■ PROBLEM DETAILS ■
Line by line, copy the material below exactly.

■ RECORDS FOR THE EXERCISE ■
*-*-*

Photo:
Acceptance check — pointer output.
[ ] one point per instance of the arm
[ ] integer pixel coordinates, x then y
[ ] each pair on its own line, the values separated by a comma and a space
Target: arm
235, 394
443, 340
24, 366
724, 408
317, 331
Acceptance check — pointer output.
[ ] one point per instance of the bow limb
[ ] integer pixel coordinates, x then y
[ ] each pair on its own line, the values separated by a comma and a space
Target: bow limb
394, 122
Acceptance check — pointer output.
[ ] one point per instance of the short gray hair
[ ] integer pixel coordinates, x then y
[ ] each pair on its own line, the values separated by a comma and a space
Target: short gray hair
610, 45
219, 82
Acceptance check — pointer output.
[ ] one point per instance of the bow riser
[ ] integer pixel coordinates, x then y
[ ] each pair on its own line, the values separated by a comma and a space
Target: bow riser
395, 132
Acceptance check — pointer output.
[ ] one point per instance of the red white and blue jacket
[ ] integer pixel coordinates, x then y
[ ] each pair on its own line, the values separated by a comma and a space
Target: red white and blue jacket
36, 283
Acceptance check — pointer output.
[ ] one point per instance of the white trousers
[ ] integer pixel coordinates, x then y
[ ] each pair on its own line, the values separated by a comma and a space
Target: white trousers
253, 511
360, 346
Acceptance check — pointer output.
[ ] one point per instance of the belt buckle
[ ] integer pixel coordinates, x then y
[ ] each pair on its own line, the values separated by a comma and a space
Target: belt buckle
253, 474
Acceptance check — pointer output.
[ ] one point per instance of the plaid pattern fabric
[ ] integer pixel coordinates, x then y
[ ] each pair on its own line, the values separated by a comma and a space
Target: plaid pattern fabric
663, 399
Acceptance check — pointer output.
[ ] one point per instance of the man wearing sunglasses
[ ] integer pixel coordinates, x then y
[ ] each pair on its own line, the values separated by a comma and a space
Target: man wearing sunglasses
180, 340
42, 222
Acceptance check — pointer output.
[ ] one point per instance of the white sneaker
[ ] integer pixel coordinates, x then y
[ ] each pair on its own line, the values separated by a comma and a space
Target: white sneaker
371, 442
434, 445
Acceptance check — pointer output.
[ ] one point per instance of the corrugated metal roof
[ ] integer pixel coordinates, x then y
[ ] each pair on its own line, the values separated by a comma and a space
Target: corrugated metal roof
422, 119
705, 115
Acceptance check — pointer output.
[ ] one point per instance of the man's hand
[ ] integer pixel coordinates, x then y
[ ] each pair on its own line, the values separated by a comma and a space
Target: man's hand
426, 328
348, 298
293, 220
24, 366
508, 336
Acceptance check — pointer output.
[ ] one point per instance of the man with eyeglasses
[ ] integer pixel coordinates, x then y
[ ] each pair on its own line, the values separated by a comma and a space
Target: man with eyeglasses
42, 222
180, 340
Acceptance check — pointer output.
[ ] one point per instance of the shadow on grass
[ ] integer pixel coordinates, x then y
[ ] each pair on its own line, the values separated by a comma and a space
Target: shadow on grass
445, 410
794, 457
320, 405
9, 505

*-*-*

■ EXPECTED ANSWER ■
Photo:
Acceptance check — pointer output.
[ ] one point per instance of the arm
[ ] integer pixel coordinates, x then y
[ ] each pair on its own line, the values separated by a comma and a space
Target: arm
235, 394
443, 340
24, 366
724, 408
317, 331
Acceptance check — pointer output.
[ ] one point per instance of the bow limb
[ ] integer pixel coordinates, x then y
[ ] each pair on its own line, the values separated by a comma and a space
Target: bow limb
394, 122
Acceptance check — pointer output.
[ ] one point per instance of the short gray hair
[ ] integer pixel coordinates, x then y
[ ] each pair on its own line, the values separated by a comma and a space
Target: short gray hair
610, 45
219, 82
Acceptance check — pointer output.
[ ] one point per instance of the bow riser
[ ] integer pixel coordinates, x then y
[ ] each pair on its own line, the values separated by a comma and a space
Target: bow riser
395, 132
Acceptance check — pointer output.
[ ] one point per instance of the red white and blue jacket
[ ] integer pixel coordinates, x then y
[ ] each pair on its own line, the values separated by a comma and a space
Target: red white and blue jacket
36, 283
Acceptance check — pointer output.
[ ] one point per instance of the white trousers
[ ] integer pixel coordinates, x then y
[ ] each pair on its own line, the values separated by a comma and a space
Target: white trousers
253, 511
360, 346
Acceptance check — pointer output.
[ ] one point per instance of the belt buckle
[ ] integer pixel coordinates, x then y
[ ] each pair on its own line, the values separated by a comma and a space
Target: belt buckle
253, 474
Acceptance check — pointer output.
[ ] one point per instance of the plaid pattern fabric
[ ] integer pixel coordinates, x then y
[ ] each pair on its own line, the values separated by a comma and a space
Target: plaid pattern fabric
663, 399
Acceptance check — pointer output.
[ ] one point per instance of the man wearing sunglasses
[ ] integer pixel coordinates, x then y
[ ] each pair on its own line, the values separated by a comma and a space
Target: man wearing sunglasses
180, 340
42, 222
Acceptance check — pointer output.
[ ] one point per instance of the white sneaker
[ ] integer pixel coordinates, x then y
[ ] each pair on its own line, the values separated by a comma and a space
Target: white sneaker
371, 442
434, 445
Acceptance check — pointer output.
[ ] one point per instance of the corrugated metal roof
[ ] integer pixel coordinates, x then y
[ ] each pair on its own line, the values separated by a comma and a space
Target: corrugated metal roof
422, 119
705, 115
Acceptance check — pointer output.
[ ] one point per instance of the man's hand
[ ] integer pixel coordinates, x then y
[ ] each pair on its own line, the values separated by a comma and a space
Target: man's hand
426, 328
348, 298
293, 220
24, 366
508, 336
Acceptance check — pointer output.
[ ] one point per instance of the man with eyeglasses
[ ] integer pixel coordinates, x then y
[ ] each pair on its own line, the values separated by a comma and a space
Target: man with eyeglasses
42, 222
180, 340
Acceptance check — pointer output.
[ ] one point per instance of the shadow on grass
[ ] integer pixel coordinates, x then y
[ ] each pair on its own line, the values separated by a comma and a space
Target: shadow on grass
445, 410
794, 457
320, 405
9, 505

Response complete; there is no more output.